PROVIDED TEXT =>

======

# Cavitation plate



## SS Minnow (Nov 3, 2005)

Who makes a good cavitation plate that doesn't bolt through the motor and general ideas on cost? I know Shallow Sport makes a good one for around $250.

Thanks.


----------



## Stuart (May 21, 2004)

BoatRight makes an aluminum, one. Don't know what the cost is.

http://www.boatrightmarine.com/cuerpo_gallery.php?from=accessories&modelid=55


----------



## thundertrout (Jun 22, 2006)

if you can,find a turbo-lift it's a stainless steel no holes to drill.i have an extra one that's
taking up room and need to sell it.whats is your addy and ill send you some pic's of it if you want me to.it's not plastic very sturdy.i've got one on my myjek and it functions very well.jay


----------



## fishnlab (Jul 10, 2004)

Tran, Shoalwater, Shaw-Wing from Fibertex
All great products with no drilliing through lower unit.


----------



## DargelJohn (May 26, 2004)

*Dargel makes a Fiberglass Compression Plate, Aquafoil II*

Comes in either Black or White, and on holes in your exsiting plate, $130. I put one on the Scooter, works great. DJ



SS Minnow said:


> Who makes a good cavitation plate that doesn't bolt through the motor and general ideas on cost? I know Shallow Sport makes a good one for around $250.
> 
> Thanks.


----------



## millertym_1978 (Apr 13, 2006)

2nd for boatright, give glen a call 281-992-4554


----------



## Too Tall (May 21, 2004)

$230 a couple of years ago. Don't know they charge now.


Stuart said:


> BoatRight makes an aluminum, one. Don't know what the cost is.
> 
> http://www.boatrightmarine.com/cuerpo_gallery.php?from=accessories&modelid=55


----------



## Redfishr (Jul 26, 2004)

I've Had Shallow Blasters On Two Diffeent Boats And Would Buy Another One.
They Slide On Very Tight And Have Two Nuts And Bolts In The Back .
No Drilling In Your Motor..........


----------



## SS Minnow (Nov 3, 2005)

thanks for the feedback, the boatright is around $285. Anyone have oppinions on aluminum vs. fiberglass?

Also, forgot to mention i have a 70hp yamaha 2 stroke.


----------



## LA Cox (Oct 19, 2004)

I've had a Nedski, Boatright, and a Shallow Blaster. Nedski's are great, but require holes to be drilled into the motor. Boatright is what I have right now...that will be the only one I own from now on. Shallow Blaster...will never put another on a boat.

Late,
Cox


----------



## BALZTOWAL (Aug 29, 2006)

La Cox, Just Curious What's Wrong With Shalloblaster?


----------



## Redfishr (Jul 26, 2004)

BALZTOWAL said:


> La Cox, Just Curious What's Wrong With Shalloblaster?


Good question, I'm on my second it as many boats and will buy another if I get another boat.


----------



## twodwtr (Aug 14, 2007)

Fibertex makes one for around $300. It's better to take your boat over there and get them to cut it out to fit your motor. They don't have alot of patterns. The plate works real good, I had one on my mercury.


----------



## coachlaw (Oct 26, 2005)

======

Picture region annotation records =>
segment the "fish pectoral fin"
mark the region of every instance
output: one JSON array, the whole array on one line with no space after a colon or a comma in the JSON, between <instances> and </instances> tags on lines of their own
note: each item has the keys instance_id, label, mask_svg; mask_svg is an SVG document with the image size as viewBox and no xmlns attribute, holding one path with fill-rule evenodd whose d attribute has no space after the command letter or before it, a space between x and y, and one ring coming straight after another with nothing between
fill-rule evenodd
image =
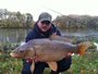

======

TASKS FOR THIS EXERCISE =>
• 1. In the cavitation plate thread, what engine does SS Minnow say is on the boat?
• 2. Pull out each line in the records that contains the word "after".

SOLUTION SET =>
• 1. A 70hp Yamaha 2 stroke.

• 2.
output: one JSON array, the whole array on one line with no space after a colon or a comma in the JSON, between <instances> and </instances> tags on lines of their own
note: each item has the keys instance_id, label, mask_svg; mask_svg is an SVG document with the image size as viewBox and no xmlns attribute, holding one path with fill-rule evenodd whose d attribute has no space after the command letter or before it, a space between x and y, and one ring coming straight after another with nothing between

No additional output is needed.